- Raw data:
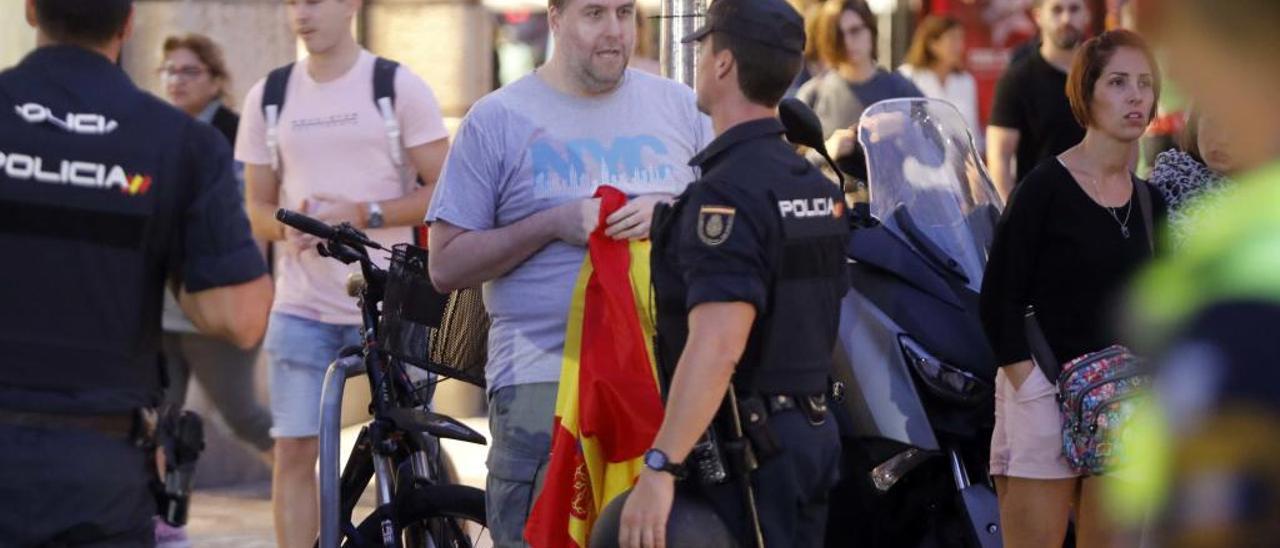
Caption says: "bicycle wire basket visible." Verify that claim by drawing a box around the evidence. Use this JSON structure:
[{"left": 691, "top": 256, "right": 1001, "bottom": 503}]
[{"left": 379, "top": 243, "right": 489, "bottom": 388}]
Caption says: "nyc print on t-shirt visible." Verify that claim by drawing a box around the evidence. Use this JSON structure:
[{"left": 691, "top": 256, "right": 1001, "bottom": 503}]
[{"left": 529, "top": 134, "right": 675, "bottom": 198}]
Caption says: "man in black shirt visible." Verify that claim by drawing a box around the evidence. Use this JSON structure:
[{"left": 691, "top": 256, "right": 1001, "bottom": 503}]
[
  {"left": 0, "top": 0, "right": 271, "bottom": 547},
  {"left": 987, "top": 0, "right": 1092, "bottom": 198},
  {"left": 620, "top": 0, "right": 850, "bottom": 548}
]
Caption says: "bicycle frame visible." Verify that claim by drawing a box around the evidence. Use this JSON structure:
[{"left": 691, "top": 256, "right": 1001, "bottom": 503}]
[{"left": 276, "top": 210, "right": 485, "bottom": 548}]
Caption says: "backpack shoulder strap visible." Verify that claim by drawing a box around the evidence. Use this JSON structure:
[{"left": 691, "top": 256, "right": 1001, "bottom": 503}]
[
  {"left": 1133, "top": 179, "right": 1156, "bottom": 255},
  {"left": 374, "top": 56, "right": 404, "bottom": 165},
  {"left": 374, "top": 58, "right": 399, "bottom": 106},
  {"left": 262, "top": 63, "right": 293, "bottom": 172}
]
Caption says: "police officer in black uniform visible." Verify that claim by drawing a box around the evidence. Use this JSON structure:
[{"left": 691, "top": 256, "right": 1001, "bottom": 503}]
[
  {"left": 0, "top": 0, "right": 271, "bottom": 547},
  {"left": 620, "top": 0, "right": 850, "bottom": 547}
]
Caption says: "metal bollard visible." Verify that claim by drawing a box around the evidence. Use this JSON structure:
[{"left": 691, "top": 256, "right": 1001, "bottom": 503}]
[{"left": 320, "top": 355, "right": 365, "bottom": 548}]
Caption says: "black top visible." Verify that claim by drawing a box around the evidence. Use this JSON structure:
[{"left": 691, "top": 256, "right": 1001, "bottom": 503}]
[
  {"left": 652, "top": 118, "right": 849, "bottom": 394},
  {"left": 991, "top": 51, "right": 1084, "bottom": 182},
  {"left": 0, "top": 46, "right": 266, "bottom": 412},
  {"left": 982, "top": 157, "right": 1166, "bottom": 365},
  {"left": 209, "top": 105, "right": 239, "bottom": 147}
]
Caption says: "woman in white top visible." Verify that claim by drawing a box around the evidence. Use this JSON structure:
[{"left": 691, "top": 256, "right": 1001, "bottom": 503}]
[{"left": 897, "top": 15, "right": 983, "bottom": 150}]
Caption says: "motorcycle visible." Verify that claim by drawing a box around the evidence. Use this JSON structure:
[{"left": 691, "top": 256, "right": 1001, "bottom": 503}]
[{"left": 827, "top": 99, "right": 1004, "bottom": 548}]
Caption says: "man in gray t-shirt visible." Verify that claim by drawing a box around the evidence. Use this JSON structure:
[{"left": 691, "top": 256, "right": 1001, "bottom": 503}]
[{"left": 426, "top": 0, "right": 713, "bottom": 547}]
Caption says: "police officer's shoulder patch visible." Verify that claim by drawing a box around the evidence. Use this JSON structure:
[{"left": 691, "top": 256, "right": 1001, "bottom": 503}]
[{"left": 698, "top": 205, "right": 737, "bottom": 246}]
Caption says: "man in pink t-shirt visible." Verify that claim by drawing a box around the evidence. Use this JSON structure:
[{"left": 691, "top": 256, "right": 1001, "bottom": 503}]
[{"left": 236, "top": 0, "right": 448, "bottom": 548}]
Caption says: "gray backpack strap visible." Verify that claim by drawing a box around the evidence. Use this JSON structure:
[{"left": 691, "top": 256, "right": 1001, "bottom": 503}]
[
  {"left": 1133, "top": 181, "right": 1156, "bottom": 256},
  {"left": 262, "top": 63, "right": 293, "bottom": 173},
  {"left": 374, "top": 58, "right": 404, "bottom": 165}
]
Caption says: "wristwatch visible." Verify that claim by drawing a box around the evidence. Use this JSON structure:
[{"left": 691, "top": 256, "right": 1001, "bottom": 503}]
[
  {"left": 644, "top": 447, "right": 687, "bottom": 479},
  {"left": 369, "top": 202, "right": 387, "bottom": 228}
]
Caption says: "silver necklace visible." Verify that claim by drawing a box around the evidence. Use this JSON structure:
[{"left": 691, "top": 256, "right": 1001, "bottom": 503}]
[{"left": 1089, "top": 178, "right": 1133, "bottom": 239}]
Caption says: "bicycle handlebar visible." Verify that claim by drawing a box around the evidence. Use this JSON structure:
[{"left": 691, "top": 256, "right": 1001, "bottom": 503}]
[{"left": 275, "top": 207, "right": 387, "bottom": 251}]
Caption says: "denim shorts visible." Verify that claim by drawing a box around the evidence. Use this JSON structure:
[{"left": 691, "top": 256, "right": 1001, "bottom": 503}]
[
  {"left": 262, "top": 312, "right": 360, "bottom": 438},
  {"left": 485, "top": 383, "right": 559, "bottom": 548}
]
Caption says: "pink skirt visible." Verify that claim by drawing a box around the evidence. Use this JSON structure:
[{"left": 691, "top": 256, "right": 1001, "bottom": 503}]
[{"left": 991, "top": 367, "right": 1080, "bottom": 480}]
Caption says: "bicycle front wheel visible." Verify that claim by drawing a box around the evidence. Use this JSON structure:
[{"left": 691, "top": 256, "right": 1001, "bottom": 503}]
[{"left": 343, "top": 485, "right": 489, "bottom": 548}]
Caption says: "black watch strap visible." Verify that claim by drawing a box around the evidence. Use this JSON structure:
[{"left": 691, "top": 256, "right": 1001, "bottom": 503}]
[{"left": 644, "top": 447, "right": 687, "bottom": 479}]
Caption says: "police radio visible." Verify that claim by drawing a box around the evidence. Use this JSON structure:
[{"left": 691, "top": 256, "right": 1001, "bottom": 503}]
[
  {"left": 687, "top": 426, "right": 728, "bottom": 485},
  {"left": 156, "top": 410, "right": 205, "bottom": 528}
]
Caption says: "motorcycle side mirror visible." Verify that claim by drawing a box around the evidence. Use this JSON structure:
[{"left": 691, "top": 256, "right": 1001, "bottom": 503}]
[{"left": 778, "top": 97, "right": 847, "bottom": 191}]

- Goal: Identify each line in the rows above that contains the word "shoulder", matching case exactly, and copy every such line in full.

- Solution:
Caption says: "backpack shoulder strap visible." Verify that claim by drawing a box around the evidence. Use this JSON structure:
Caption says: "police officer's shoulder patch visible." Verify that claim by drawing a box around the evidence. Use this JSON structure:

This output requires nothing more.